Excerpt to read
-- BEGIN --
Shortly before Christmas, Henning Kagermann reported directly to German Chancellor Angela Merkel.
As head of the national e-mobility initiative, the former chief of German software company SAP wanted to explain how it was going — that, in fact, there won’t be anywhere near 1 million e-cars on German roads by 2020, as the chancellor had proclaimed.
“Mister Electrocar” doesn’t want to speak yet of stepping down. But for months, his mood has been sinking as the chancellor fails to announce government help.
Mr. Kagermann also represents the mood at German carmakers BMW, Volkswagen and Daimler. BMW alone has invested more than €3 billion, or about $3.26 billion, in developing its electric car, the i3 − but with hardly any sales in Germany to show for it.
The political will is lacking in Germany, complains BMW’s head of sales and marketing, Ian Robertson. What’s needed, he demands, are government incentives for e-car buyers.
Policymakers say it’s difficult to explain why the car industry, despite earning billions, can’t successfully introduce new products on its own.
-- END --
Please list every company the e-mobility article mentions by name. Rely only on the e-mobility article for your answers.

Location identification entries:
-- BEGIN --
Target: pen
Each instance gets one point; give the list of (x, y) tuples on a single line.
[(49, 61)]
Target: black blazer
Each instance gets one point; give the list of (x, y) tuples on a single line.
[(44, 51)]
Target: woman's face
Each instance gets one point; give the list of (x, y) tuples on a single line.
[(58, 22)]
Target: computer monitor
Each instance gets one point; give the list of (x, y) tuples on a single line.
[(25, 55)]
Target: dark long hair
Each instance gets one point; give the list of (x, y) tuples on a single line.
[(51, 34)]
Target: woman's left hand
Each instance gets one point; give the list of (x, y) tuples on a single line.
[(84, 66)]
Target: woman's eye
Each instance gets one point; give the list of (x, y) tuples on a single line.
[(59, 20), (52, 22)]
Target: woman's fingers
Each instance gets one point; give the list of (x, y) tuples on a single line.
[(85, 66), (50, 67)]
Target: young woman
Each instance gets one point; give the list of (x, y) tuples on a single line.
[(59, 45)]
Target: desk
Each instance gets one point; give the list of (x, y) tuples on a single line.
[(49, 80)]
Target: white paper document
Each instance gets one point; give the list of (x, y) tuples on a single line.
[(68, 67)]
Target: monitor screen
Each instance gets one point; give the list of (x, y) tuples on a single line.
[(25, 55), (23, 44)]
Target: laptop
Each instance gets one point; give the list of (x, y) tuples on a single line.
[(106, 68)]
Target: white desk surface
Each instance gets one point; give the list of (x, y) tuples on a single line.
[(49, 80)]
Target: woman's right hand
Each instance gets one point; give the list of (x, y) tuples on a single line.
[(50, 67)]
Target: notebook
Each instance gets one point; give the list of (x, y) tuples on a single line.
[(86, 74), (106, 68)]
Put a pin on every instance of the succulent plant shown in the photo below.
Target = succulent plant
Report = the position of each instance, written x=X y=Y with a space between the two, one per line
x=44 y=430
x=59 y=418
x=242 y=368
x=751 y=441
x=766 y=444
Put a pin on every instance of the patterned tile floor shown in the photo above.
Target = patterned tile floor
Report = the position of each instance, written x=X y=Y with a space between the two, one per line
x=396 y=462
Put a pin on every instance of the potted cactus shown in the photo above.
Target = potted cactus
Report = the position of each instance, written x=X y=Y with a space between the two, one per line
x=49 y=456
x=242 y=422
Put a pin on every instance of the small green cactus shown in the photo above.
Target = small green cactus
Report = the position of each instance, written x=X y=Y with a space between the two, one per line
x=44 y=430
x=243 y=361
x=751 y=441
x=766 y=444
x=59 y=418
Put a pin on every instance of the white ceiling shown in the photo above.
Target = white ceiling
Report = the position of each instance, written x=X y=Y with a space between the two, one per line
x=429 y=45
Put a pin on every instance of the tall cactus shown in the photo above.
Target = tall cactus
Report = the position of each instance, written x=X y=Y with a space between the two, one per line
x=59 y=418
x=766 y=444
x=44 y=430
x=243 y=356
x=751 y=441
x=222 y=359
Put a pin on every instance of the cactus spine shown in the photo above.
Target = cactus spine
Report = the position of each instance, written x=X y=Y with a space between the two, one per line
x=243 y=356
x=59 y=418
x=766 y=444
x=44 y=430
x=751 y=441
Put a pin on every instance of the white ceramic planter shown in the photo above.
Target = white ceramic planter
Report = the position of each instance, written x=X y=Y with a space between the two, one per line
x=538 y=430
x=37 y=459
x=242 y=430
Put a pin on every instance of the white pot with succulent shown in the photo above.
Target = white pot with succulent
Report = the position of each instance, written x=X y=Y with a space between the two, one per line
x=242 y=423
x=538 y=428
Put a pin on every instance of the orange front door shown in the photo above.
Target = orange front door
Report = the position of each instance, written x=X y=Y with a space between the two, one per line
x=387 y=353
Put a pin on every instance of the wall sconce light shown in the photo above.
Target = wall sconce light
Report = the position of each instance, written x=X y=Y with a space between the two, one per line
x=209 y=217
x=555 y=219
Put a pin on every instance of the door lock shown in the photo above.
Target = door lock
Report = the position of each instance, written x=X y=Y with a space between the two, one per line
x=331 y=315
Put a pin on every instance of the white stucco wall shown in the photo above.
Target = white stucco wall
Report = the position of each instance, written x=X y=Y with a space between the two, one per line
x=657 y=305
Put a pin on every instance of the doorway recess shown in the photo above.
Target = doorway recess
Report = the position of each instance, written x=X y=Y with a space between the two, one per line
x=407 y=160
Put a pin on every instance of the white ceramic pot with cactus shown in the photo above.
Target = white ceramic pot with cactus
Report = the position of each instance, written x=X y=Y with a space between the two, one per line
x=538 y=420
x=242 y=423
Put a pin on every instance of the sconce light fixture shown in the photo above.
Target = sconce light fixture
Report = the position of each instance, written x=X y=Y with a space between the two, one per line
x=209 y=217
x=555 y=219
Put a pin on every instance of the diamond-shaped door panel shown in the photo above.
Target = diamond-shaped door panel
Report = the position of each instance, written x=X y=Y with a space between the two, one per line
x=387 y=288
-- END --
Solution below
SAP, BMW, Volkswagen, Daimler